**THE TASK:** Please copy each line of the listing below in which the word "trace" appears.

**MATERIAL SUPPLIED:**
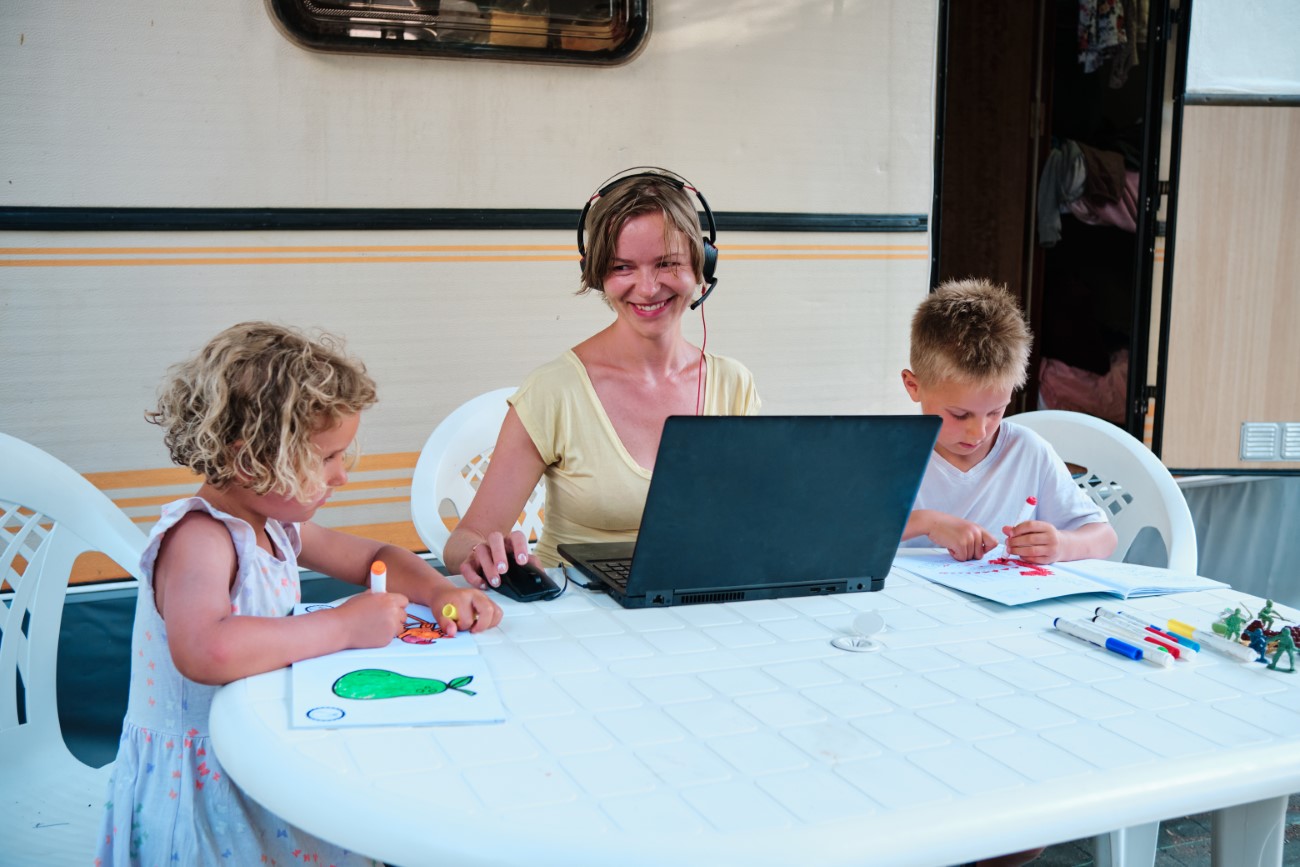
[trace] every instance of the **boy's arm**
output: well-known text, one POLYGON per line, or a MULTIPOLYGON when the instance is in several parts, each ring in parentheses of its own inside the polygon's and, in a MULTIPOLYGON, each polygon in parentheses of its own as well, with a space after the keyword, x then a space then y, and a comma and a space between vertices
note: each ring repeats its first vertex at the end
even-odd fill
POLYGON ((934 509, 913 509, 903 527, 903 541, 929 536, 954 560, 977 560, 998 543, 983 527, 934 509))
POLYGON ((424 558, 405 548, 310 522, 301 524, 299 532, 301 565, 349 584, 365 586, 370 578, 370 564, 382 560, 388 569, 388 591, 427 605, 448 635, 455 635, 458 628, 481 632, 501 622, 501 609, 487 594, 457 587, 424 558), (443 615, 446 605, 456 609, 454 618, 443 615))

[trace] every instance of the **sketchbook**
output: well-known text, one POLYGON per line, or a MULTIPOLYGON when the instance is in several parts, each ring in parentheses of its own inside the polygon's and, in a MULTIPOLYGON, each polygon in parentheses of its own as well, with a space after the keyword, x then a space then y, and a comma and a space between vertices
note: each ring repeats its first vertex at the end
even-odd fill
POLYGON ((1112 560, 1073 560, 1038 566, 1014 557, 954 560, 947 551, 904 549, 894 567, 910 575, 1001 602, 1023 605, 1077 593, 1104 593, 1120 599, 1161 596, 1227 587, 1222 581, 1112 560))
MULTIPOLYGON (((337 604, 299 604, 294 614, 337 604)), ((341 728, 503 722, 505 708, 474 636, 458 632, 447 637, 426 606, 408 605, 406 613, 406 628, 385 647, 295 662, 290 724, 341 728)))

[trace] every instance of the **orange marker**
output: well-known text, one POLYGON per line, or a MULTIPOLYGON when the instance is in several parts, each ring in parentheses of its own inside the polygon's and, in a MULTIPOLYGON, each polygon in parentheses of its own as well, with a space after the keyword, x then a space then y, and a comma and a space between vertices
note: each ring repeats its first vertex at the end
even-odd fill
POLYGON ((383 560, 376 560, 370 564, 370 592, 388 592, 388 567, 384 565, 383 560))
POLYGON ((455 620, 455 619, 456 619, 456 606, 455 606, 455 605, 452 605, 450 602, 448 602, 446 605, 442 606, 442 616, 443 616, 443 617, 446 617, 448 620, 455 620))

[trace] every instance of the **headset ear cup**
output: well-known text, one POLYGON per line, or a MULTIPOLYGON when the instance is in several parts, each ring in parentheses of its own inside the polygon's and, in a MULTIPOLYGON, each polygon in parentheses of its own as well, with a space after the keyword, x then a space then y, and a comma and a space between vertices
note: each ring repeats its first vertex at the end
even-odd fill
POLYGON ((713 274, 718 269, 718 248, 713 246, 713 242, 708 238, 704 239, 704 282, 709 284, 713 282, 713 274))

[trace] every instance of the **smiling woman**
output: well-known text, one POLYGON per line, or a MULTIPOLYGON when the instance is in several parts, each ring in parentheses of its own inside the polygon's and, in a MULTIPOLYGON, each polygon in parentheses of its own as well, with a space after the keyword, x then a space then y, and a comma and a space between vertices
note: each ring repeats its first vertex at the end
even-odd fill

**OUTPUT FOR THIS EXERCISE:**
[trace] every instance of the **boy's arm**
[trace] every instance of the **sketchbook**
[trace] every instance of the **orange marker**
[trace] every instance of the **headset ear cup**
[trace] every instance of the **smiling woman**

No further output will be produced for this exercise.